TEKST
━━━━━━━━━━━━━━━━

Het betreft hier een bijdrage van 3 x € 300 000 voor de periode
2009 tot en met 2011 voor de inzet van gezinscontracten en een gezinsmanager
voor de zwaarste categorie Marokkaans-Goudse gezinnen. De begrotingspost en
de voorwaarden voor deze bijdrage worden begin 2009 vastgesteld als meer zicht
is op de bredere aanpak van problematiek van overlastgevende Marokkaans-Nederlandse
jongens van dit kabinet. Zodoende kan Gouda haar aanpak op een integrale wijze
vormgeven. Ook wordt Gouda hierdoor in staat gesteld te participeren in een
in voorbereiding zijnd experiment van de ministeries voor J&G en WWI én
zes gemeenten (Enschede, Groningen, Amsterdam, Den Haag, Eindhoven en Gouda)
met betrekking tot een optimale coördinatie van hulpverlening aan multiprobleemgezinnen.

━━━━━━━━━━━━━━━━

[Brongegevens]
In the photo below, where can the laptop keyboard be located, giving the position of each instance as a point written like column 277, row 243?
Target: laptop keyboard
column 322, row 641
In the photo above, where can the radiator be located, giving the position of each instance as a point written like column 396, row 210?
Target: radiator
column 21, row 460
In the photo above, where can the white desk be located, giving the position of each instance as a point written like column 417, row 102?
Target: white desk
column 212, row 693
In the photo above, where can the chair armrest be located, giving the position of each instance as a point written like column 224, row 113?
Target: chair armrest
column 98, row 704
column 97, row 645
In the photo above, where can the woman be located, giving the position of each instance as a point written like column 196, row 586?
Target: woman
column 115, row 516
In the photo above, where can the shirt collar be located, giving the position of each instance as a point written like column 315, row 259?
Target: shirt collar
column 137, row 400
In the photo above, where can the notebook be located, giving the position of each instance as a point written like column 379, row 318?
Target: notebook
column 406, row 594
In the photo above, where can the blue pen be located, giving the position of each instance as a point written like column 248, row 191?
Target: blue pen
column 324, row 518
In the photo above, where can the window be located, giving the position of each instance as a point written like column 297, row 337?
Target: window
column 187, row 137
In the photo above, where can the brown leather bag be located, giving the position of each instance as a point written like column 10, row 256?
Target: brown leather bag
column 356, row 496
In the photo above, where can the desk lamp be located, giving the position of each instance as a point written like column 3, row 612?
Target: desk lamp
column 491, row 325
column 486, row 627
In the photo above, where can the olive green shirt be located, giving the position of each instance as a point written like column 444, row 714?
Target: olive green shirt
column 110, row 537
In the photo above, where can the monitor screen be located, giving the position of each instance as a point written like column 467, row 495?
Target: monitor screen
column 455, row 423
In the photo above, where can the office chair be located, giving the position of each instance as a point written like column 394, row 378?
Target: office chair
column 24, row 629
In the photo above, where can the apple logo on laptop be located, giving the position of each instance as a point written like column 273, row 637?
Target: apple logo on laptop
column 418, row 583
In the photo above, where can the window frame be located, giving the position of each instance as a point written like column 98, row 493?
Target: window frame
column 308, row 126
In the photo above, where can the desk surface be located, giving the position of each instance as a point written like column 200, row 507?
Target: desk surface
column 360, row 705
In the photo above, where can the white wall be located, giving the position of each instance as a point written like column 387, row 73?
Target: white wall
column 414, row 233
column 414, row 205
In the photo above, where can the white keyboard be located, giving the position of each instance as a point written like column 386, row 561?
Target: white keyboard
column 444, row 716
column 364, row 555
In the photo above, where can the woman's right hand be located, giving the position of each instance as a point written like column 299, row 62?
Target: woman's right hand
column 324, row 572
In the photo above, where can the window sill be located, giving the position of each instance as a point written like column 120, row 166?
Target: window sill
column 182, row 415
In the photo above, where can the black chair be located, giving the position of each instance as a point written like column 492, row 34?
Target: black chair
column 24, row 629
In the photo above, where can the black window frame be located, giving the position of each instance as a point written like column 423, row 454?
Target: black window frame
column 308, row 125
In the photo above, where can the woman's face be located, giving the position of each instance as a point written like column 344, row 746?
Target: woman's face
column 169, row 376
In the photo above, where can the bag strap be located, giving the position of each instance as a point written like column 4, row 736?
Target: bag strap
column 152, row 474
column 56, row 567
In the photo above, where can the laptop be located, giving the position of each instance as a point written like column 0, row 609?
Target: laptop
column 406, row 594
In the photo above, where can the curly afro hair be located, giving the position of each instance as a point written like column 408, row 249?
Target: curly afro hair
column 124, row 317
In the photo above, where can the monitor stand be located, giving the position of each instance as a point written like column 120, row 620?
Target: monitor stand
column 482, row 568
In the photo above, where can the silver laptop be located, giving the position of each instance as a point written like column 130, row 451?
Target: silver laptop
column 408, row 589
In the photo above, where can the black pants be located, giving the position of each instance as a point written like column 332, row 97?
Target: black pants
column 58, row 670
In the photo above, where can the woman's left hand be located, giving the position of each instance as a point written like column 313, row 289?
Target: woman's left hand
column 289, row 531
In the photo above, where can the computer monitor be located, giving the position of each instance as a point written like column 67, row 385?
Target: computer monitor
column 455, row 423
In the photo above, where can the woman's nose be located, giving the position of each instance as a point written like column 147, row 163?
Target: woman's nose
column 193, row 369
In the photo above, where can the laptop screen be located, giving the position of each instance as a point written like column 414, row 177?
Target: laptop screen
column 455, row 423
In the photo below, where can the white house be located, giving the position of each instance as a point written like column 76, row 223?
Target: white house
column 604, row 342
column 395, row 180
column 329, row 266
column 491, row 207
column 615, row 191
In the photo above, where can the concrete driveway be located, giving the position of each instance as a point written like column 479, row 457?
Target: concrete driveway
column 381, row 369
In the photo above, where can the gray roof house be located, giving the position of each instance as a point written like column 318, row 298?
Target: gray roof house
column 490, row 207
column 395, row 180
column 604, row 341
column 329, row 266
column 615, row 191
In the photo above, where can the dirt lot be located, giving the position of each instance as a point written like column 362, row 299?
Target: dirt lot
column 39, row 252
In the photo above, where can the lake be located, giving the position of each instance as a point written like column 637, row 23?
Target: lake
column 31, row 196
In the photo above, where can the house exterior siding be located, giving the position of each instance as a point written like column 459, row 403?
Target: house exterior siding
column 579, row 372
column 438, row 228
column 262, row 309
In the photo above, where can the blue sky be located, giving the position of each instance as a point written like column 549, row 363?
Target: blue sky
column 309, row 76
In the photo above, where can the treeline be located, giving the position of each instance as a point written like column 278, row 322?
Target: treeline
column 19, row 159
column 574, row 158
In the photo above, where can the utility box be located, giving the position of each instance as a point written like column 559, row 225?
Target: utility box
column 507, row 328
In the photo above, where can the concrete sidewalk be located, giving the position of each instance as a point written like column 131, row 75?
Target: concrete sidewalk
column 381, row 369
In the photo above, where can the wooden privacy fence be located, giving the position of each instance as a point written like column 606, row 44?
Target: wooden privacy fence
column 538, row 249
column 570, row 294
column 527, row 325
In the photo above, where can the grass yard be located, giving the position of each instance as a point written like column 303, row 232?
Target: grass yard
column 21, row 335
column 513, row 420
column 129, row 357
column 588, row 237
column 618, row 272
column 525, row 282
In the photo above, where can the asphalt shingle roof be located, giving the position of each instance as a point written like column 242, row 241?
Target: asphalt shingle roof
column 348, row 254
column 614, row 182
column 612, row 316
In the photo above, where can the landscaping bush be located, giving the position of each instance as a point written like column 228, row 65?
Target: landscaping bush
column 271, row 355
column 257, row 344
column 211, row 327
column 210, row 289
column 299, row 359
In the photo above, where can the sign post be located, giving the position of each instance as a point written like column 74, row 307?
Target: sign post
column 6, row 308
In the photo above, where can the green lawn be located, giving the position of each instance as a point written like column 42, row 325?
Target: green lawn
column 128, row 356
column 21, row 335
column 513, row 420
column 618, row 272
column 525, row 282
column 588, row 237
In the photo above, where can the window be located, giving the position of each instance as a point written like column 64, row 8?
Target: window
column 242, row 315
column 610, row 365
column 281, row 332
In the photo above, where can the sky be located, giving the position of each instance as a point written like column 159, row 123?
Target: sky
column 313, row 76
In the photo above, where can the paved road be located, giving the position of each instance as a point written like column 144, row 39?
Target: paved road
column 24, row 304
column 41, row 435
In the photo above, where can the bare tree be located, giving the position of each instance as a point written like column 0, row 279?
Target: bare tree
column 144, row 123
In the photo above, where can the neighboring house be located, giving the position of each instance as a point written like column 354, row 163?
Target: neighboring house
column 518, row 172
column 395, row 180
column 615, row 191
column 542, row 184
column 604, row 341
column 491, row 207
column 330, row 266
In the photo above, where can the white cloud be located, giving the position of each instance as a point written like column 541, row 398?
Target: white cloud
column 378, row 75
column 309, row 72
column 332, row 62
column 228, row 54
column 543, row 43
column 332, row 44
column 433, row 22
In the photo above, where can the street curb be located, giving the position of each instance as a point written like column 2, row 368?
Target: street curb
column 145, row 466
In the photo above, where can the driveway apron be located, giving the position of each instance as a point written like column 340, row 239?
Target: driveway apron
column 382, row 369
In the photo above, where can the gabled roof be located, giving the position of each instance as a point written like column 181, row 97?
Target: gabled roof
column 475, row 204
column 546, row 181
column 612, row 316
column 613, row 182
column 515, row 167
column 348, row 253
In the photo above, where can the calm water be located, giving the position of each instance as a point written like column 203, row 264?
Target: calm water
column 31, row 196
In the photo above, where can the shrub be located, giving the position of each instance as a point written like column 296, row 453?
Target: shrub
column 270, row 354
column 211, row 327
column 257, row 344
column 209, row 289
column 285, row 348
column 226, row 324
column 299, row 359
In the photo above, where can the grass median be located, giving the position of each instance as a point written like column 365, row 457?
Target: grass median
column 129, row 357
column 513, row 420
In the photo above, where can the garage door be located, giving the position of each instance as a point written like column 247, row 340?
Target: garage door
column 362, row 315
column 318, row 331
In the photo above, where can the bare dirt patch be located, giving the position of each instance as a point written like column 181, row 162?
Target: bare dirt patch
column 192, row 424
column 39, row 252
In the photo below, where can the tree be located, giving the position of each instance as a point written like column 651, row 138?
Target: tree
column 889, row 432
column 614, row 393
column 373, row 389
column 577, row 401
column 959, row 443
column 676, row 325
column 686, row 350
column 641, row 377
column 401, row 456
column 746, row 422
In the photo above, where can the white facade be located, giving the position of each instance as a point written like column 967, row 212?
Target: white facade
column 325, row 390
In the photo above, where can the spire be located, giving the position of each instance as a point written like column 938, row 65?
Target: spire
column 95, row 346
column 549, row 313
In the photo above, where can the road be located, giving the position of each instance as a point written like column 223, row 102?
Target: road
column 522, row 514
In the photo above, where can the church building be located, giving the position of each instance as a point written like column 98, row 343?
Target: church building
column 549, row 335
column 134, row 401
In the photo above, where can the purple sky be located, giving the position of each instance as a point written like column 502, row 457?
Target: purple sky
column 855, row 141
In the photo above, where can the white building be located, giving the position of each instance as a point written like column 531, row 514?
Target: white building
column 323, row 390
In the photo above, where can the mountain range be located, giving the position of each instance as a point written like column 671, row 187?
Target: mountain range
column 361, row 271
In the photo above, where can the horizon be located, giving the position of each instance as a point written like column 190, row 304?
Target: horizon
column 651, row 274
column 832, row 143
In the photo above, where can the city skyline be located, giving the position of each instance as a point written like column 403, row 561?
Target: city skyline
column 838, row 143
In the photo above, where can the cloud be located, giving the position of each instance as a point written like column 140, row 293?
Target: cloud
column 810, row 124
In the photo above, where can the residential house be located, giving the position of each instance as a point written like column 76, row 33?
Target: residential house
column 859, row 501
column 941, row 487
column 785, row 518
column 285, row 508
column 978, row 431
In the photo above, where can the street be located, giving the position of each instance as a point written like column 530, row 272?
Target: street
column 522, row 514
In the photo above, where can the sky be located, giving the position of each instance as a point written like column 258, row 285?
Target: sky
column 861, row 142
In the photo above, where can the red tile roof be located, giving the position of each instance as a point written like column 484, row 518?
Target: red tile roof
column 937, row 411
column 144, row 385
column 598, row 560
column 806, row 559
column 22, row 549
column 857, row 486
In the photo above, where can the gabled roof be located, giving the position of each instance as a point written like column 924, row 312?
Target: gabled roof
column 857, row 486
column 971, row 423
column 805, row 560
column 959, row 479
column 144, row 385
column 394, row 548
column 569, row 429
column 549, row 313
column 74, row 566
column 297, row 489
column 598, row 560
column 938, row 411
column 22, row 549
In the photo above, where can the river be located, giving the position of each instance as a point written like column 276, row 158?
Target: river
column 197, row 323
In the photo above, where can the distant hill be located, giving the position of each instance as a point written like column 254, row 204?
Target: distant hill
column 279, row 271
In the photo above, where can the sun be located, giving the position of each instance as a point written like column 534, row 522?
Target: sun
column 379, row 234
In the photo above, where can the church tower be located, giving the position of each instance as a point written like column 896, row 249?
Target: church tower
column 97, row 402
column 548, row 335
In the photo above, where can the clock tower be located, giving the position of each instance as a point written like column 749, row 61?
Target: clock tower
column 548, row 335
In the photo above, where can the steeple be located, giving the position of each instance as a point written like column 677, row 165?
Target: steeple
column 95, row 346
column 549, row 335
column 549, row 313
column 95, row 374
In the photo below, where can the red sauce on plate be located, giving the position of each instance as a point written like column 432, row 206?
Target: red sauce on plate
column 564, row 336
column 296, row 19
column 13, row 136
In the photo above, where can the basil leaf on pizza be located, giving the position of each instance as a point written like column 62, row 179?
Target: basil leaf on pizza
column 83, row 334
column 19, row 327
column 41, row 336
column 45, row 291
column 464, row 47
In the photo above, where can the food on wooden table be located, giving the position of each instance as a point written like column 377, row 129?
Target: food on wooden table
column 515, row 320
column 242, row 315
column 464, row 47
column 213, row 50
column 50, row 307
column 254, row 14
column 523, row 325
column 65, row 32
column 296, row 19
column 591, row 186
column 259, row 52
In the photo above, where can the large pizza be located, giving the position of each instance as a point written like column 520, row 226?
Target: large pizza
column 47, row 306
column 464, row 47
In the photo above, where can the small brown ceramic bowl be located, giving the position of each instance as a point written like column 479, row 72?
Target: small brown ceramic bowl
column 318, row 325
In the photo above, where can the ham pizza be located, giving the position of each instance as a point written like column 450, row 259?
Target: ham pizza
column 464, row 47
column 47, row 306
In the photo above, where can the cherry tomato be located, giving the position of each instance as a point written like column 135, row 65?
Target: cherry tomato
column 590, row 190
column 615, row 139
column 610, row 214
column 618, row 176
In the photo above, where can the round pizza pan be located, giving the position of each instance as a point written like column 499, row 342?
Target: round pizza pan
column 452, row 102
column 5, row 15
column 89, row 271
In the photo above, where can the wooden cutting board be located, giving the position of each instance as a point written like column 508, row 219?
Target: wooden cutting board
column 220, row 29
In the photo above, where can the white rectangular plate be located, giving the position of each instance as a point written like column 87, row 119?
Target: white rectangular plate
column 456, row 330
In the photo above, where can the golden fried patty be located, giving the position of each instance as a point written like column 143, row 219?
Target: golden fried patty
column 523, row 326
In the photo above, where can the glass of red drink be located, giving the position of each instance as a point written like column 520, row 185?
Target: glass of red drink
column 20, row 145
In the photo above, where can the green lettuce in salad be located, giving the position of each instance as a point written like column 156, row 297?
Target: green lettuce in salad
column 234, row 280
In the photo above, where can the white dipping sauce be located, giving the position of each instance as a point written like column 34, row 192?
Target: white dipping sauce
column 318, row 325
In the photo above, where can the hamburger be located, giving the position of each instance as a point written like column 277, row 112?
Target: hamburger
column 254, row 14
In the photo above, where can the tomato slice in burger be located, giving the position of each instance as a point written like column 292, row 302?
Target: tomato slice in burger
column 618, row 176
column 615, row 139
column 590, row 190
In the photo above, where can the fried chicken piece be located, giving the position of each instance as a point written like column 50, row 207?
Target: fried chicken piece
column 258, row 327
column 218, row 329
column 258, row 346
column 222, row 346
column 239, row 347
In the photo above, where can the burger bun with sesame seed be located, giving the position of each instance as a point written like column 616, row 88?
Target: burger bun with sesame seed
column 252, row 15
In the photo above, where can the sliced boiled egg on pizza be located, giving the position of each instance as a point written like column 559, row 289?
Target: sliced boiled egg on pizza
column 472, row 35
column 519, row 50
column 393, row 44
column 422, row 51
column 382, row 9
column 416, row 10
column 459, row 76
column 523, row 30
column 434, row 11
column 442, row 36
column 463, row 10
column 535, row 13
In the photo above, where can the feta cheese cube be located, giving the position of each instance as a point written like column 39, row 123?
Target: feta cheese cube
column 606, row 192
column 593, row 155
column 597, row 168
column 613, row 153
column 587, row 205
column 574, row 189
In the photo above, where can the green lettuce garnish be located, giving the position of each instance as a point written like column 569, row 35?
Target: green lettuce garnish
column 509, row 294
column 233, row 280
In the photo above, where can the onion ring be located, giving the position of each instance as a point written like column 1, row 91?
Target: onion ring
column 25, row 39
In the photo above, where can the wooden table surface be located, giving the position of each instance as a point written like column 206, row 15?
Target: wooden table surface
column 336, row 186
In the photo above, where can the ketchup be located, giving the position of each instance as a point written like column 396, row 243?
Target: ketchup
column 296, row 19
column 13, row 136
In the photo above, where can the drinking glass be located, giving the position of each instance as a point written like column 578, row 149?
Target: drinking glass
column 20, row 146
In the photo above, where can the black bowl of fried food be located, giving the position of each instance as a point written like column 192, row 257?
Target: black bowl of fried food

━━━━━━━━━━━━━━━━

OPDRACHTEN
[1] Werk het stuk van de tekst over Gouda van "Het betreft hier" tot en met "hulpverlening aan multiprobleemgezinnen." bij en vervang daarin "gezinsmanager" door "gezinscoach".
[2] Schrijf het gedeelte van de lijst letterlijk over, van de regel met "In the photo above, where can the wooden table" tot en met het einde van de lijst.
De lijst heeft niets met de tekst over Gouda te maken.

ANTWOORDEN PER OPDRACHT
[1]
Het betreft hier een bijdrage van 3 x € 300 000 voor de periode
2009 tot en met 2011 voor de inzet van gezinscontracten en een gezinscoach
voor de zwaarste categorie Marokkaans-Goudse gezinnen. De begrotingspost en
de voorwaarden voor deze bijdrage worden begin 2009 vastgesteld als meer zicht
is op de bredere aanpak van problematiek van overlastgevende Marokkaans-Nederlandse
jongens van dit kabinet. Zodoende kan Gouda haar aanpak op een integrale wijze
vormgeven. Ook wordt Gouda hierdoor in staat gesteld te participeren in een
in voorbereiding zijnd experiment van de ministeries voor J&G en WWI én
zes gemeenten (Enschede, Groningen, Amsterdam, Den Haag, Eindhoven en Gouda)
met betrekking tot een optimale coördinatie van hulpverlening aan multiprobleemgezinnen.

[2]
In the photo above, where can the wooden table surface be located, giving the position of each instance as a point written like column 206, row 15?
Target: wooden table surface
column 336, row 186
In the photo above, where can the ketchup be located, giving the position of each instance as a point written like column 396, row 243?
Target: ketchup
column 296, row 19
column 13, row 136
In the photo above, where can the drinking glass be located, giving the position of each instance as a point written like column 578, row 149?
Target: drinking glass
column 20, row 146
In the photo above, where can the black bowl of fried food be located, giving the position of each instance as a point written like column 192, row 257?
Target: black bowl of fried food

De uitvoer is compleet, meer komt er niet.